→ **DO THIS**
Identify every line in the records that contains the word "white", and copy each of those lines. Match case exactly.

Box-labeled dataset extracts:
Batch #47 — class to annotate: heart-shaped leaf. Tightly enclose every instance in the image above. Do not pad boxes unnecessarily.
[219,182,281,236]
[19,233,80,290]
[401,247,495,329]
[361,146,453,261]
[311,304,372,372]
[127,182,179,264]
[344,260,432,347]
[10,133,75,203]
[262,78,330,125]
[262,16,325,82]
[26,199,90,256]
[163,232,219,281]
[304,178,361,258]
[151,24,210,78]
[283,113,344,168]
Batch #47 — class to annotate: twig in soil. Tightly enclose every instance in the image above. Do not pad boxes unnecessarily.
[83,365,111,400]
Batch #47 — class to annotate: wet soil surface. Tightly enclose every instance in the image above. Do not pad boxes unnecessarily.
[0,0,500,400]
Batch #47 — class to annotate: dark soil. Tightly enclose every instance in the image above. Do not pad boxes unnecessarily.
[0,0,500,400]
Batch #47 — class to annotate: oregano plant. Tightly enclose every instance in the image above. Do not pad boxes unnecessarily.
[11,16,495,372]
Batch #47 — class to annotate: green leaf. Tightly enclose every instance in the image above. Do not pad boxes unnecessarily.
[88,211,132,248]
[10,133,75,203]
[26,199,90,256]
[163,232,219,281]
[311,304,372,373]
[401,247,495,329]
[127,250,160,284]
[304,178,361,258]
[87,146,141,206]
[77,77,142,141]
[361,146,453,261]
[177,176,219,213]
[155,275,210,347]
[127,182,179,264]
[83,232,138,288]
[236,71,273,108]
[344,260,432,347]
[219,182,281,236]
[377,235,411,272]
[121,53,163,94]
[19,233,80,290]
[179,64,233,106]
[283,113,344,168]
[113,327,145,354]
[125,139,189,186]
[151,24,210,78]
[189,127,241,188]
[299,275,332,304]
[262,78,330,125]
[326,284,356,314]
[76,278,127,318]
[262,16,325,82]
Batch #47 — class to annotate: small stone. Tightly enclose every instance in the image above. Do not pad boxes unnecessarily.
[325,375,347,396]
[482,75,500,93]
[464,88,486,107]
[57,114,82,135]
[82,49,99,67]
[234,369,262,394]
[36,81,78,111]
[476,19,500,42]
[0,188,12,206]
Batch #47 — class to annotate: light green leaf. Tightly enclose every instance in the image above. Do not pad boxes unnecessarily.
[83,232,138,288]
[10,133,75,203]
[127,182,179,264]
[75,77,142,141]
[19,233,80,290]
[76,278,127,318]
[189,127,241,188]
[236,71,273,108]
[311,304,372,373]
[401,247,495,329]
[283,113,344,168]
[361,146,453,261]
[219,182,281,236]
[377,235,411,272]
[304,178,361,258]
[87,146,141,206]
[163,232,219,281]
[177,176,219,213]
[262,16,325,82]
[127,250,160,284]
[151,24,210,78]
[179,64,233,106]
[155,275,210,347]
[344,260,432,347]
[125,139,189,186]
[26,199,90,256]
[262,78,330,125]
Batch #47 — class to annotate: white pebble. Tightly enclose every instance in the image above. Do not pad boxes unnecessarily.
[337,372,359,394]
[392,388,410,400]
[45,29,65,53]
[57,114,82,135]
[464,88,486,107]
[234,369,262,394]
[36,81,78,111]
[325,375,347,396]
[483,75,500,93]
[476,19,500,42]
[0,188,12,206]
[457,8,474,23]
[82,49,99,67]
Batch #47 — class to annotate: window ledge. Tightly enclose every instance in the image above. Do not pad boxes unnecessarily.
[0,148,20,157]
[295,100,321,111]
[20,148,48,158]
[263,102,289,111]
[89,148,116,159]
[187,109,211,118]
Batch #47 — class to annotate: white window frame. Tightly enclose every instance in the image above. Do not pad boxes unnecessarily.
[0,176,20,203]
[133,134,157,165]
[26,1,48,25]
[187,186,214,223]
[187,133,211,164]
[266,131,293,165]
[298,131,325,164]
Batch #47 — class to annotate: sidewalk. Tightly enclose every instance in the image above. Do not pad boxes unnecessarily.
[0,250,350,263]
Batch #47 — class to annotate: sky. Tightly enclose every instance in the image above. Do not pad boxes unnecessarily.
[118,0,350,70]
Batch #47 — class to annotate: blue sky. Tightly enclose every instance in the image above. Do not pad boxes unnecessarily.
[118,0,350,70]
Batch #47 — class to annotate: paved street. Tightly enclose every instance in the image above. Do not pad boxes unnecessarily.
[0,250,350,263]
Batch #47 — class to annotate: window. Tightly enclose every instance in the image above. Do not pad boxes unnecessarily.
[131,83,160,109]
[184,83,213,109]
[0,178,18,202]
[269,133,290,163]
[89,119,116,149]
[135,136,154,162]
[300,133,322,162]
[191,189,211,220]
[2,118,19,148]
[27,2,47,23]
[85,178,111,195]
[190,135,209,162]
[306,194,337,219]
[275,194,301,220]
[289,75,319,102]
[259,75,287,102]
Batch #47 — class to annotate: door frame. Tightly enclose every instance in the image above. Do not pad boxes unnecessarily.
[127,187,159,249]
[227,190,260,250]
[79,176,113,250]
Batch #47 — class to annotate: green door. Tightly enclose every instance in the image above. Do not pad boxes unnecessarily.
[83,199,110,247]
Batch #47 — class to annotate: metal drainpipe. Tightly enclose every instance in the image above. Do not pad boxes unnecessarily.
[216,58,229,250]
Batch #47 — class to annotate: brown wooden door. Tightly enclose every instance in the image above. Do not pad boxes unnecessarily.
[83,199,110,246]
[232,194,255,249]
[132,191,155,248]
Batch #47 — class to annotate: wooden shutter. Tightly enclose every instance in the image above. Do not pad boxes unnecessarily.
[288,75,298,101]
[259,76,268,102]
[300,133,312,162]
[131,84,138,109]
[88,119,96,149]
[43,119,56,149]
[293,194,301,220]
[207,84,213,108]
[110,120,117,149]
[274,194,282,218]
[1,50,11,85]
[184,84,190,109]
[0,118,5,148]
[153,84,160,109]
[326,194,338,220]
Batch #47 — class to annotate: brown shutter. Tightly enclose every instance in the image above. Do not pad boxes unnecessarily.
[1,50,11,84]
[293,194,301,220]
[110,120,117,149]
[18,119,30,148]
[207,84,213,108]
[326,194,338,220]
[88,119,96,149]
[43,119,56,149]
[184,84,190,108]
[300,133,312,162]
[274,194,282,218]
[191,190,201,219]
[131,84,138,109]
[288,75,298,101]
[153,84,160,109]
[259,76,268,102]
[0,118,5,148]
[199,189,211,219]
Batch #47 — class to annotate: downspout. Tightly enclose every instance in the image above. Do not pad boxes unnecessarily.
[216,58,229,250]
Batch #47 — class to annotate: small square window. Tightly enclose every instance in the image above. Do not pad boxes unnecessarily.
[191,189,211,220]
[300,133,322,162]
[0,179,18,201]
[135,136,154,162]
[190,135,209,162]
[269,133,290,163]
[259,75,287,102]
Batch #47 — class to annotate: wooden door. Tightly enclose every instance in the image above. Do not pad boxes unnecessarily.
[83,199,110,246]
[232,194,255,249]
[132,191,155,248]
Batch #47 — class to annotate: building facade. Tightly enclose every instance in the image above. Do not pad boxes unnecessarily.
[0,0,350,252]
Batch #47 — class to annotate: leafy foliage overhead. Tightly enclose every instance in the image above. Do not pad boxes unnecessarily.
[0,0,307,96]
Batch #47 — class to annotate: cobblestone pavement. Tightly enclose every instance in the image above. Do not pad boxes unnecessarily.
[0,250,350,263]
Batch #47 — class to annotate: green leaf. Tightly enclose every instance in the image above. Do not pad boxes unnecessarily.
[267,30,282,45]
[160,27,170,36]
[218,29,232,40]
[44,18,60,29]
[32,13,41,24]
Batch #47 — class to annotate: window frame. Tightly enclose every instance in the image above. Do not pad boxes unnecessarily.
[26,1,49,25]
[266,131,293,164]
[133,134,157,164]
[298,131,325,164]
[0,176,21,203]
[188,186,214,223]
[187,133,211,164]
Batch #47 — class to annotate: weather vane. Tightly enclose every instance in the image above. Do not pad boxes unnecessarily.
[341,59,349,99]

==

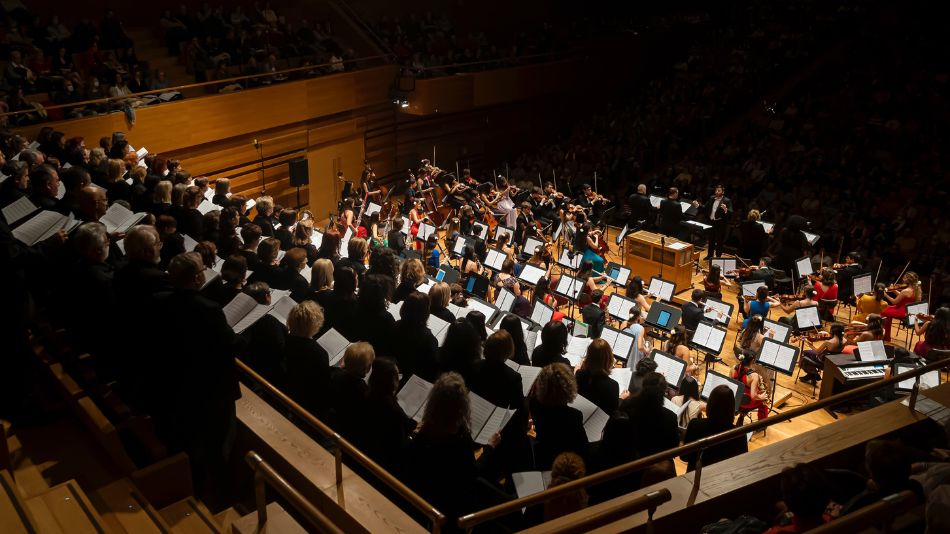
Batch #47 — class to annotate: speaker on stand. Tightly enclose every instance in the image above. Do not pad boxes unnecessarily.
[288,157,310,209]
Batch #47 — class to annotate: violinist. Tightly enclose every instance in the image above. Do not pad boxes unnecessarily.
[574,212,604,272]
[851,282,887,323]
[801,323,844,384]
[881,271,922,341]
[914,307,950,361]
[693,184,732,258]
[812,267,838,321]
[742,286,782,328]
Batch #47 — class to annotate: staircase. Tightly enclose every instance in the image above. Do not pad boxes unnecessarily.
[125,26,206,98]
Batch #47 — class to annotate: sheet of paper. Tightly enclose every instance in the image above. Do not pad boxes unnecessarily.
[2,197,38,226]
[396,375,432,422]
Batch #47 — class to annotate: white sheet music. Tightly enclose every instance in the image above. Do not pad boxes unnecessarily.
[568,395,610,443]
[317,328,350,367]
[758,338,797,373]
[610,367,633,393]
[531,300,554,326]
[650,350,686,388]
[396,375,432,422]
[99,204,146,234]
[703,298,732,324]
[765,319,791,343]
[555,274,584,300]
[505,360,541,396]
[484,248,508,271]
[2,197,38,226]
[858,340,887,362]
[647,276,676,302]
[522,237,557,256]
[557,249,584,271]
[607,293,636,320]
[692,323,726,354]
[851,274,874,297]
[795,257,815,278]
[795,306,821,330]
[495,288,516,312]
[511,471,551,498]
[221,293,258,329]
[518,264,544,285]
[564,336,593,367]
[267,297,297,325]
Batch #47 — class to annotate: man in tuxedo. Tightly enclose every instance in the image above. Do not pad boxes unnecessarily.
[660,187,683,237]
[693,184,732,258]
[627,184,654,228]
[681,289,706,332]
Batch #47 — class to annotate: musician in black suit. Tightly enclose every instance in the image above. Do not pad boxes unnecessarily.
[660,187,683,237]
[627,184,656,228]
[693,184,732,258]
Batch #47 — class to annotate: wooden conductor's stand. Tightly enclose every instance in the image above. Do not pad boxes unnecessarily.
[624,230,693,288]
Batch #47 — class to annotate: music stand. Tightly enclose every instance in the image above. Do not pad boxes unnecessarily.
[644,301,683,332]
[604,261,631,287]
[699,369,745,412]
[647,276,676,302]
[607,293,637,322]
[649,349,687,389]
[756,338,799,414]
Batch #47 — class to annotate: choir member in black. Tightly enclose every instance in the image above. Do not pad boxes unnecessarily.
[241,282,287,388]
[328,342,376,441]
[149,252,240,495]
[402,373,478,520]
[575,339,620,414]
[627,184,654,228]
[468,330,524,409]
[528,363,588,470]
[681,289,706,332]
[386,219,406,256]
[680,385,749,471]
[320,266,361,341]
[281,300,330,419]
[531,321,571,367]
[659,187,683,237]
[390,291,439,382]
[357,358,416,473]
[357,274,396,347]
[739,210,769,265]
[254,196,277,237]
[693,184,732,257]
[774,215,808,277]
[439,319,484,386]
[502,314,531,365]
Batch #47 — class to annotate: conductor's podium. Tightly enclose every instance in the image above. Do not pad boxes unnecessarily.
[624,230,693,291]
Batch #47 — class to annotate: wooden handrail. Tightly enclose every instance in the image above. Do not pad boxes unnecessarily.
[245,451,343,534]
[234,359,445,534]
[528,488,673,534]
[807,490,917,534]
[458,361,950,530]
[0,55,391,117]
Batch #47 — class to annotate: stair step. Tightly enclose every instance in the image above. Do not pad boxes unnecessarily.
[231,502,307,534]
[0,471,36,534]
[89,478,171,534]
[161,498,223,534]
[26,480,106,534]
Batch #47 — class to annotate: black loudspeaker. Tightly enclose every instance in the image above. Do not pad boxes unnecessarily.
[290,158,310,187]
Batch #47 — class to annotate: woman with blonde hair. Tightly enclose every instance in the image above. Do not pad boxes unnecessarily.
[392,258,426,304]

→ **SOLUTION**
Batch #47 — class to annotate: white pebble. Tightly enclose every instance in the image above. Do not pad boxes unnecessarily.
Batch #47 — class to annotate: white window frame. Tightly enclose every instance in the image above. Do not pad boxes unnecessarily.
Batch #47 — class to annotate: white sheet music. Tightly enclose every instance in the image above. Do not pad boxes unnecessarily.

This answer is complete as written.